▸ What you are asked to do:
Return the entries below word for word; no images should appear in the copy.

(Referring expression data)

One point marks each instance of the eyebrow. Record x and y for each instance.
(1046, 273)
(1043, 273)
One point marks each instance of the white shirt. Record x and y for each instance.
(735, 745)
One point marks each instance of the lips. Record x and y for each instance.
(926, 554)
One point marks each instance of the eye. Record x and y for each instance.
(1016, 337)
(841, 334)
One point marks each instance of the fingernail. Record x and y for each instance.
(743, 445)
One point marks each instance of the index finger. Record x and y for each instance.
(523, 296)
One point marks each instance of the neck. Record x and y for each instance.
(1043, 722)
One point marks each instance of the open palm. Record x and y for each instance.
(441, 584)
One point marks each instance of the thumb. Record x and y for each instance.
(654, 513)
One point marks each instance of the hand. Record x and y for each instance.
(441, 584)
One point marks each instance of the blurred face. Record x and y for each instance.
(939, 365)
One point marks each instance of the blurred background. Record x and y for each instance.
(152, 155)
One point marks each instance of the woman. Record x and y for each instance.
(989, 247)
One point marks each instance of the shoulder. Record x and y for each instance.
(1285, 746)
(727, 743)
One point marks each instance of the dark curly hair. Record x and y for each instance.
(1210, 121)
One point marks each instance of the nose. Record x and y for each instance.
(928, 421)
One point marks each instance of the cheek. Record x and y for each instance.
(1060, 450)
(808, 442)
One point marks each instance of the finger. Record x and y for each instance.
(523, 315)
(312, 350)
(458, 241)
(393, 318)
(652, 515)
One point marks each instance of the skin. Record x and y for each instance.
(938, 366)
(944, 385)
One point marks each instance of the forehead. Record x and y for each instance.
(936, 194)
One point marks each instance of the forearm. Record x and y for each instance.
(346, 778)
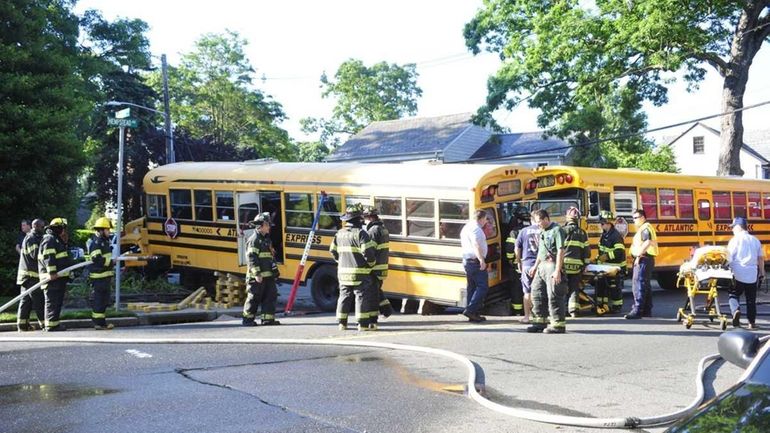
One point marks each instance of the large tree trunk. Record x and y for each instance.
(747, 40)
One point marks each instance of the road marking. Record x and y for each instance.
(138, 354)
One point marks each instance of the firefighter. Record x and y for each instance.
(53, 258)
(101, 271)
(381, 238)
(517, 295)
(355, 254)
(261, 274)
(28, 276)
(612, 251)
(576, 257)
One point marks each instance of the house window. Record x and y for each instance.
(697, 146)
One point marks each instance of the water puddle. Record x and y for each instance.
(55, 393)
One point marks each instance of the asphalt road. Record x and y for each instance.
(603, 367)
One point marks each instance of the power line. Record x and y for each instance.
(632, 134)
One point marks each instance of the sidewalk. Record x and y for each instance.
(302, 305)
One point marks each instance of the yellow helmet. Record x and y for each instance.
(102, 223)
(58, 222)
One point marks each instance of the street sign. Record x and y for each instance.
(171, 227)
(127, 123)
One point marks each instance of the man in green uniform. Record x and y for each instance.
(28, 276)
(261, 274)
(549, 287)
(100, 272)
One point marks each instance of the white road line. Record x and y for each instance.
(138, 354)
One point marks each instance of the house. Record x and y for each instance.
(451, 139)
(697, 153)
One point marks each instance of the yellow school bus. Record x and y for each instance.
(686, 211)
(197, 214)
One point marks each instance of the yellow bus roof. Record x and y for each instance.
(407, 174)
(621, 176)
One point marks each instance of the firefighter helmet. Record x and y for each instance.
(102, 223)
(58, 222)
(352, 212)
(606, 216)
(573, 213)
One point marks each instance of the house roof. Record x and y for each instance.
(521, 144)
(426, 135)
(746, 147)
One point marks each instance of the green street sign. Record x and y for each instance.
(126, 123)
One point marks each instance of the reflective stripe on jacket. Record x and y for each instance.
(259, 253)
(381, 238)
(636, 245)
(355, 254)
(577, 253)
(100, 254)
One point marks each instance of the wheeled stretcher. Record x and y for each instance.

▸ Answer to this exercise:
One point marks each instance of the eyebrow. Record x and y for each instance.
(1046, 273)
(1043, 273)
One point marks each instance of the white shirt. Record x and y for each instance.
(735, 745)
One point marks each instance of the lips. Record x and y for each instance.
(926, 554)
One point marks each instance of the eye. Record x and y for each instance.
(1016, 337)
(841, 334)
One point marks each instance of the fingernail. Record x and y for each instance.
(743, 445)
One point marks each instance of the index finger. Record x and y for each instance.
(523, 296)
One point marks each instance of the neck. Record x and y for each instance.
(1043, 722)
One point marks each instance of the open palm. Record x and y for each instance.
(441, 584)
One point marks each instance of the thumb. Record x and y for each instance.
(654, 513)
One point marks each instance of the hand. Record x and y for each instance.
(441, 584)
One point marks each instance of the blurred face. Record x and y for each instance.
(939, 365)
One point marks each instance of the blurred background. Record x and y for each instance.
(152, 155)
One point marks each instance of the woman. Record x and y for each instance.
(989, 247)
One point marks each instance of the shoulder. Record x and y for each instance.
(1285, 746)
(727, 743)
One point marks each instance of the dark curly hair. Record x and y for each instance.
(1210, 121)
One point marks each instance of the nose. Record x and y for each instance.
(928, 421)
One point marks each instance of the cheek. Record x and y for each instance.
(1060, 450)
(808, 442)
One point marks each instance of the finger. Record x and y for each instance.
(523, 315)
(312, 350)
(458, 241)
(393, 318)
(652, 515)
One point marks each instance of the skin. Record x and y for each instance.
(938, 366)
(944, 385)
One point marks each instance of the forehead. Record x and y for each instance.
(936, 194)
One point marks each instance of the forearm. Record x and y for each instance.
(346, 778)
One point marks each instance of the large tree trunk. Record x and y for each instance.
(747, 40)
One point marks each instance of the road marking. Record x and y for each instance.
(138, 354)
One point marks each instance of the firefighter. Record x and y for each instance.
(53, 258)
(101, 271)
(381, 238)
(517, 295)
(355, 254)
(261, 274)
(28, 276)
(612, 251)
(576, 257)
One point marks each instance of the house window. Record x and y for each instance.
(697, 146)
One point marks each instance of the water puddle. Record x and y for each instance.
(55, 393)
One point marks each instance of the asphalt road. Record x and y for each instance.
(603, 367)
One point marks each instance of the power line. Record x and y for each instance.
(632, 134)
One point marks each instance of the sidewalk. Record x and y for each instance.
(302, 305)
One point marks each instance of the yellow helmet. Record x and y for each instance.
(102, 223)
(58, 222)
One point marks each instance of the street sign. Record x and y for each instance.
(171, 227)
(127, 123)
One point marks each instance of the man in green uniform. Record x and y for each instance.
(28, 276)
(261, 274)
(549, 287)
(100, 272)
One point marks each instance of the white road line. Record x and y for each instance.
(138, 354)
One point marks each instance of the house. Record x and y for each instance.
(451, 139)
(697, 153)
One point marks each instance of the yellow school bus. Record x and y for each instance.
(686, 211)
(197, 214)
One point marks each instance of the yellow bus roof. Record x and y for each instance.
(407, 174)
(621, 176)
One point marks each instance of the firefighter helmet. Record x and y for each instance.
(102, 223)
(58, 222)
(352, 212)
(606, 216)
(573, 213)
One point marks each instance of the house roof. Record x and y for each instance.
(521, 144)
(426, 135)
(746, 147)
One point marks each instance of the green street sign. Record x and y for each instance.
(126, 123)
One point marks each instance of the reflective stripe on jacket. Record x and y for each instance.
(259, 253)
(381, 238)
(636, 245)
(355, 254)
(577, 253)
(100, 254)
One point marks each instance of the wheeled stretcher. Record x and y for each instance.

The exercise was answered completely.